Labeled-object pointing records:
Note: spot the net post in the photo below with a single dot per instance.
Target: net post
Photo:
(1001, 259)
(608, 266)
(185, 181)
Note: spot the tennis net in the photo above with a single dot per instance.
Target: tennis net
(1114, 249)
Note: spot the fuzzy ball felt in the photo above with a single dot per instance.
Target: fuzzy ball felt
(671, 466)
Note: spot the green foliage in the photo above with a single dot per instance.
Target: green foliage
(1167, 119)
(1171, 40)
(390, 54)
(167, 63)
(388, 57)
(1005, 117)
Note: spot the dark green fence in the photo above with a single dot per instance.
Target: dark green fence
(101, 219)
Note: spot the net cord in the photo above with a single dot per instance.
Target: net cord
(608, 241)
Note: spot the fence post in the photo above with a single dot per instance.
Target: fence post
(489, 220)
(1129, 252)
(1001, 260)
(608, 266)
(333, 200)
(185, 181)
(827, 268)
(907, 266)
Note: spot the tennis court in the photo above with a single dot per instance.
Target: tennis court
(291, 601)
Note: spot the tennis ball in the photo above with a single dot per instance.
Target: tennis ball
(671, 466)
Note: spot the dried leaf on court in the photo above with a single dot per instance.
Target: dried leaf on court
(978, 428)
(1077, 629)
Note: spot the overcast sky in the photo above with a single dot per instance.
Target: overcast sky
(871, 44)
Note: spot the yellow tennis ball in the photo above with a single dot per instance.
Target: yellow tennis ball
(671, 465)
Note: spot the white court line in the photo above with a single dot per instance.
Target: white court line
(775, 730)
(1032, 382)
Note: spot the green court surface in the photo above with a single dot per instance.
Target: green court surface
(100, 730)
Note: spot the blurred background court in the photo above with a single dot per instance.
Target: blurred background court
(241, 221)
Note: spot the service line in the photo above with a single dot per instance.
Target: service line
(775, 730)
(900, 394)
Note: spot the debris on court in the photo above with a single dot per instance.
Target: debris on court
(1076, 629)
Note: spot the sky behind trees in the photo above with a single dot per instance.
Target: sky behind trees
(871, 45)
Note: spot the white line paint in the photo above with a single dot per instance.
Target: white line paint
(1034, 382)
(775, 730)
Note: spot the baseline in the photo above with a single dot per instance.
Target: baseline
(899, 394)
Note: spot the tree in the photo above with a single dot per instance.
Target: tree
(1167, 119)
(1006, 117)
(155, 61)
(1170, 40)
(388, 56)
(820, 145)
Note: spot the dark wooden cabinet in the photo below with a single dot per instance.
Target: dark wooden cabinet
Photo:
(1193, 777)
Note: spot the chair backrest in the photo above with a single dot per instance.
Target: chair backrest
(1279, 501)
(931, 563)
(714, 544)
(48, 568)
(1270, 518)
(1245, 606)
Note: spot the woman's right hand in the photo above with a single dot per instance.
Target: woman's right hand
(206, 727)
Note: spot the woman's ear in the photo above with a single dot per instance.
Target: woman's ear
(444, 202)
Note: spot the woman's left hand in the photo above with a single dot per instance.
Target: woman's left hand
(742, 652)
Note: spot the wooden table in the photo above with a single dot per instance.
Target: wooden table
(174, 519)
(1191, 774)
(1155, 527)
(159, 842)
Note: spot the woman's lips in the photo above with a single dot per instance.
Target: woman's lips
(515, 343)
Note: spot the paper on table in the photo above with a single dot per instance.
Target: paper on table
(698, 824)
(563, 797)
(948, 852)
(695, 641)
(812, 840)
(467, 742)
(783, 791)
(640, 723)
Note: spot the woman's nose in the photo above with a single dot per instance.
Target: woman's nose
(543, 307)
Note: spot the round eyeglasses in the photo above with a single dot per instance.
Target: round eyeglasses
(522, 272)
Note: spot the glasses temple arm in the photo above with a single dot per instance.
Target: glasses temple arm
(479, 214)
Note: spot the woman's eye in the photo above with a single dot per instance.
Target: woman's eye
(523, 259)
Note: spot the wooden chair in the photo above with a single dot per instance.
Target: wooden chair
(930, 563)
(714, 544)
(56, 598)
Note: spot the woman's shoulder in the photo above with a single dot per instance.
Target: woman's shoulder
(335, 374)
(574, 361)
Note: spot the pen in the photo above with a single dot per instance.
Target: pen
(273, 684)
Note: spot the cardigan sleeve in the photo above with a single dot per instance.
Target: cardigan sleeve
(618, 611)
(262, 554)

- [PROBLEM TO SOLVE]
Rewrite everything from the line containing "Note: spot the woman's lips" down to the end of the records, requests included, and shift every point coordinate in the answers by -114.

- [THE SOLUTION]
Note: spot the woman's lips in the photo above with a single dot per instance.
Target: woman's lips
(401, 229)
Note: spot the paper on table in the photo above with a single dot per instance.
Target: paper on table
(584, 710)
(449, 683)
(834, 738)
(581, 527)
(698, 726)
(353, 628)
(669, 677)
(526, 609)
Note: spot the woman's nose in the photo above with a single dot per instance.
Target: woman's nose
(429, 193)
Note: spot the round eyeglasses in the photo above with a single dot per instance.
Target: round eyeglasses
(408, 158)
Note: spot the glasses temple arm in the photo above with a single dot per instance.
Target: glasses temple arm
(365, 100)
Note: spot the woman's eye in the photo above with a single dot per instance.
Target: woman's eye
(409, 145)
Note: spot the wooden chair in the photo above with a single dot per instance.
Target: wooden chair
(816, 449)
(600, 430)
(-58, 484)
Note: spot the woman's shoulder in the photo above with a single dot per instance.
Target: woman's shoulder
(221, 260)
(460, 247)
Note: spot the pen in the photo above with a single dot per instance.
Target: pen
(159, 570)
Note: spot the cardigan sleeve in the photo above with a single dot per instance.
Target: cardigan sleeve
(504, 497)
(148, 440)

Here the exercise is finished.